La décision de l’agent

 

[10]           L’agent a rendu sa décision le 26 septembre 2011. Ses motifs figurent dans les notes complémentaires versées au dossier qui font partie de la décision.

 

[11]           Dans sa décision, l’agent a soupesé individuellement les documents contenus dans la demande d’ERAR du demandeur.

 

[12]           Premièrement, l’agent a noté que le demandeur indiquait dans les observations jointes à sa demande d’ERAR que le risque auquel il était exposé au Honduras n’était pas généralisé, mais plutôt personnel, et que son refus de payer le gang MS devait être compris comme l’expression d’une opinion politique. L’agent a cependant estimé que le demandeur ne fournissait aucune nouvelle information dans les observations jointes à sa demande d’ERAR, et que les événements qu’il y décrivait avaient tous déjà été examinés par la SPR. L’agent a donc jugé que ses observations ne contenaient aucune nouvelle information, et qu’elles n’étayaient pas les allégations de risque avancées par le demandeur. Il a conclu qu’elles avaient peu de valeur probante et leur a accordé peu de poids.

#### Activités:
1 - D'après le texte fourni, à quelle date l'agent a-t-il rendu sa décision ?
2 - Reproduisez le passage du texte fourni qui commence par « La décision de » et se termine par « d’ERAR du demandeur. ».

#### Données fournies:

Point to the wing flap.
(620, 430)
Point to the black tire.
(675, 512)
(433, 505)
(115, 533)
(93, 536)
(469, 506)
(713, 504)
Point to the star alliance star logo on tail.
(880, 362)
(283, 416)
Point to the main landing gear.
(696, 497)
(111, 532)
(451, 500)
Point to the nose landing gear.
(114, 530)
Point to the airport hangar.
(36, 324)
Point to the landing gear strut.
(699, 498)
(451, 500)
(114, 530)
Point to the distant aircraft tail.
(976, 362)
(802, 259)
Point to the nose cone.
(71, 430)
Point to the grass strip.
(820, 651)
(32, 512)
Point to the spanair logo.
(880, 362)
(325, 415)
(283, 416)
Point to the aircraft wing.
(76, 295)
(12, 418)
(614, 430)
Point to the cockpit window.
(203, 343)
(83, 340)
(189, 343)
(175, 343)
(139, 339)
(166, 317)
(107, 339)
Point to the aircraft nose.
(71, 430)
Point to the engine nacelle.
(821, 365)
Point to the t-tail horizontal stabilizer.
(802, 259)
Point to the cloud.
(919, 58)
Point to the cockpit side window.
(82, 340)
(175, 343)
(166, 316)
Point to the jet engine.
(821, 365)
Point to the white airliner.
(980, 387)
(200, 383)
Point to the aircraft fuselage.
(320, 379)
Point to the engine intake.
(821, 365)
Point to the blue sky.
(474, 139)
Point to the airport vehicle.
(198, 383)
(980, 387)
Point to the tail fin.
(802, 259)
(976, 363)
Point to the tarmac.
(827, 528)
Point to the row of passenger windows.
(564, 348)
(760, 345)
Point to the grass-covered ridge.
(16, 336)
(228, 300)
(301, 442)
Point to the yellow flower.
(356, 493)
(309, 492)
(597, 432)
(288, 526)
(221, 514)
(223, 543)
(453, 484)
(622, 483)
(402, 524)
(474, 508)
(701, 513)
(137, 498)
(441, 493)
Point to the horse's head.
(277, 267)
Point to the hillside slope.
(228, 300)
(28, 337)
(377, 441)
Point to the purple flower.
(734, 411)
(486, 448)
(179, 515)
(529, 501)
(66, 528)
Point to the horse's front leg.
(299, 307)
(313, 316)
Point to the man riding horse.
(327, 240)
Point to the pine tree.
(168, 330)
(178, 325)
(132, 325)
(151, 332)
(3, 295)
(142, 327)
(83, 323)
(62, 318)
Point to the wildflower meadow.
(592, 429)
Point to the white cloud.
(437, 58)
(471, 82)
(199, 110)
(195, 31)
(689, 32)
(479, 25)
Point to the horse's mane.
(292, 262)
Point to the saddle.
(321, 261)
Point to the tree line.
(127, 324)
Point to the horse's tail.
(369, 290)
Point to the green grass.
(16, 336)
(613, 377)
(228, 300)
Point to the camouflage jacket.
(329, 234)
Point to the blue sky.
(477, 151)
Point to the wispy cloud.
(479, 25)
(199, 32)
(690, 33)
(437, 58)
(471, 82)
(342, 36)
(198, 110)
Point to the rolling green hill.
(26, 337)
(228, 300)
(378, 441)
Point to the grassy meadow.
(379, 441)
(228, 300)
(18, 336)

#### Réponses aux activités:
1 - Le 26 septembre 2011.

2 -
La décision de l’agent

 

[10]           L’agent a rendu sa décision le 26 septembre 2011. Ses motifs figurent dans les notes complémentaires versées au dossier qui font partie de la décision.

 

[11]           Dans sa décision, l’agent a soupesé individuellement les documents contenus dans la demande d’ERAR du demandeur.